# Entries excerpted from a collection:
⟨

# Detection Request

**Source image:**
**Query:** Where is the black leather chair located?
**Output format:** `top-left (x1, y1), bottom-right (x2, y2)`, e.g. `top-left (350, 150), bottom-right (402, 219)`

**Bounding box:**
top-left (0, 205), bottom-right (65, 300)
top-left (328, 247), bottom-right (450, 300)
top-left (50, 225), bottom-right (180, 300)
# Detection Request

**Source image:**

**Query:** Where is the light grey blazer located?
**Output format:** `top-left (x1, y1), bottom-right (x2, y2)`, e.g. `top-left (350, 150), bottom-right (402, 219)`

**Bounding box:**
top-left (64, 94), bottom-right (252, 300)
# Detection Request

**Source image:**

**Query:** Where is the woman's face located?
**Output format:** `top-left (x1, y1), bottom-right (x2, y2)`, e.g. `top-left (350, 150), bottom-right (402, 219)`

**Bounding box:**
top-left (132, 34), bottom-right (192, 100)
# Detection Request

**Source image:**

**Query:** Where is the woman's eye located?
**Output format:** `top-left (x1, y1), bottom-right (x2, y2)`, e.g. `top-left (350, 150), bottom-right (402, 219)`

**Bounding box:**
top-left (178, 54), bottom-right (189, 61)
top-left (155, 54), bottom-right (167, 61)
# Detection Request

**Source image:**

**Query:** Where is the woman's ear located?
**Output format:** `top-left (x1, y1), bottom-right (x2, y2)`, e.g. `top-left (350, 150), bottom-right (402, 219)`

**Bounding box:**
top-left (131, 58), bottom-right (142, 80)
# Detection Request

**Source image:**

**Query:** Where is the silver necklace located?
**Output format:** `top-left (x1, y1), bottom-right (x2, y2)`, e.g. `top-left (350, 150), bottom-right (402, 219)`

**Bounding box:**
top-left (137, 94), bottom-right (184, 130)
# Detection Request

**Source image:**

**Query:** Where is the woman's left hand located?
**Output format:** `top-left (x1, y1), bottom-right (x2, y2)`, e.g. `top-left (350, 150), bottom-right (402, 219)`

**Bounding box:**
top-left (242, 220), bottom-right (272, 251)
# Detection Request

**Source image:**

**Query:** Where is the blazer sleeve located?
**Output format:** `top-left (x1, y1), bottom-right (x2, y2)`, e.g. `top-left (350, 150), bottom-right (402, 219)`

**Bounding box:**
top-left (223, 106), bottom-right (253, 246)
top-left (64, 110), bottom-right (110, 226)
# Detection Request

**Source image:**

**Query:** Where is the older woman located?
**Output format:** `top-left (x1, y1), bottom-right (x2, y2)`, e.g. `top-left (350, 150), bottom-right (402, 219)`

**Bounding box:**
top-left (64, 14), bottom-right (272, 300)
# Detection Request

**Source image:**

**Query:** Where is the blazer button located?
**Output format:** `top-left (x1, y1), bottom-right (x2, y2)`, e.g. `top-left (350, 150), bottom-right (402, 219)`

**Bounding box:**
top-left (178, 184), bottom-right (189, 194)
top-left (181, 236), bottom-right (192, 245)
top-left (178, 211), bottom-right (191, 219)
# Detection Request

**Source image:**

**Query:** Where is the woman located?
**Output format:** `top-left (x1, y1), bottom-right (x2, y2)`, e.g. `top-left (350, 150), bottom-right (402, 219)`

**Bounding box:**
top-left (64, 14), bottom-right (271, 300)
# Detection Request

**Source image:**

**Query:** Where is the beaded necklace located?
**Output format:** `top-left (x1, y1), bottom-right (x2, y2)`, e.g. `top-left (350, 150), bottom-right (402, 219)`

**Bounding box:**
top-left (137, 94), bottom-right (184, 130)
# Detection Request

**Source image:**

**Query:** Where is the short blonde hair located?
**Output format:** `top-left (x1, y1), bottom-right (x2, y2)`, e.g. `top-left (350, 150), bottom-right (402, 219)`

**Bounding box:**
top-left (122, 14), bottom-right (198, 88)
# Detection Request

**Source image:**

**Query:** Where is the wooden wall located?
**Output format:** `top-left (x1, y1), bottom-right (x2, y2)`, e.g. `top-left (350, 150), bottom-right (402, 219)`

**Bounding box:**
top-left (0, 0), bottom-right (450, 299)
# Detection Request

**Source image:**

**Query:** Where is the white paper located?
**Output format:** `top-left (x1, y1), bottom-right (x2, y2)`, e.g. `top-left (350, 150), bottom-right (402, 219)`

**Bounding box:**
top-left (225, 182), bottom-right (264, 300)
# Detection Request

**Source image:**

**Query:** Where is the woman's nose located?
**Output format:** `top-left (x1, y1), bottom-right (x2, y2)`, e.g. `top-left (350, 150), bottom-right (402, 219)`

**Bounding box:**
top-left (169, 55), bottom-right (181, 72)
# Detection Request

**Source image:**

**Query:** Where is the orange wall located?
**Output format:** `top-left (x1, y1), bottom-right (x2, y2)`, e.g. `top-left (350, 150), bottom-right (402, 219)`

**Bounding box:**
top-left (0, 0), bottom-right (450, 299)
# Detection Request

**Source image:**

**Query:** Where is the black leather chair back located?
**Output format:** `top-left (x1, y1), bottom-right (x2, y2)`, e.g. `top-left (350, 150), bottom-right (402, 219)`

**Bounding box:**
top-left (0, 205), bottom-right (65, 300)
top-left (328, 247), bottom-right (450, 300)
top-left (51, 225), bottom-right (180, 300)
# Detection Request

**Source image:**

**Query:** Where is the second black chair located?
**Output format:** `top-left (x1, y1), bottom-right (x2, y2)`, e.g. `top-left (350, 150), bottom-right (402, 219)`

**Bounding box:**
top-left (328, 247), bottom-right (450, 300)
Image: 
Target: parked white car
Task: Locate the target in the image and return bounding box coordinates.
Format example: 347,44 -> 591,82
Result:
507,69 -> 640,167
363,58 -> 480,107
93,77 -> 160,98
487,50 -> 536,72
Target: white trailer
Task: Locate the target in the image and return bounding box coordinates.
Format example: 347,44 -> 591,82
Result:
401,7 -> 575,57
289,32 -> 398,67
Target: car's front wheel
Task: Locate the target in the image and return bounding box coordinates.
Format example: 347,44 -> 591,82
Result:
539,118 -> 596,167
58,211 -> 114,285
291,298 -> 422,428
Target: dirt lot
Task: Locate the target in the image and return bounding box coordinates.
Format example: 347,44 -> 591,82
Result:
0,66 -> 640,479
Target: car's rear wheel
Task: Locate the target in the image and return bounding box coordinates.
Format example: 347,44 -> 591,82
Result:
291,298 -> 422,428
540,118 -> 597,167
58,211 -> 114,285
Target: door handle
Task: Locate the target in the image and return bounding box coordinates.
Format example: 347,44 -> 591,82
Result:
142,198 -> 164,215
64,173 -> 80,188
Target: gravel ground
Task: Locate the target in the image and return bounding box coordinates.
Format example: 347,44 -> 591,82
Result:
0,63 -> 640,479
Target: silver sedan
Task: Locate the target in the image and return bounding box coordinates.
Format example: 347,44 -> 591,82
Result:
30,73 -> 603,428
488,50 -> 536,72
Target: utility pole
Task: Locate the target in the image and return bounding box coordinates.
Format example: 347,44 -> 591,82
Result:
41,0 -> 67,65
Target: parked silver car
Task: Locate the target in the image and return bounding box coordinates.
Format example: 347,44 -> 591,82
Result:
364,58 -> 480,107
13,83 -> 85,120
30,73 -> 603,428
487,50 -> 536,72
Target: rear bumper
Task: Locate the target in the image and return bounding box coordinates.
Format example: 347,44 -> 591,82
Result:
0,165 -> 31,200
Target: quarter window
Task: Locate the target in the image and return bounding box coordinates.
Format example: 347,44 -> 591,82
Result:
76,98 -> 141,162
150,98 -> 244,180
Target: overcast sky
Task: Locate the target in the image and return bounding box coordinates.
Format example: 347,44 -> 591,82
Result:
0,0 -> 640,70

⟩

# What is needed:
Please copy the entries from the start through the line containing "top-left (50, 225), bottom-right (180, 300)", adding 116 to every bounding box coordinate and keeping all other text, including the format sample, unchanged.

# The completed task:
# Detection Request

**Source image:**
**Query:** Where is the black leather chair located?
**Output format:** `top-left (x1, y1), bottom-right (x2, y2)`, e.g. `top-left (350, 150), bottom-right (402, 219)`

**Bounding box:**
top-left (116, 321), bottom-right (181, 416)
top-left (444, 363), bottom-right (566, 416)
top-left (166, 341), bottom-right (296, 416)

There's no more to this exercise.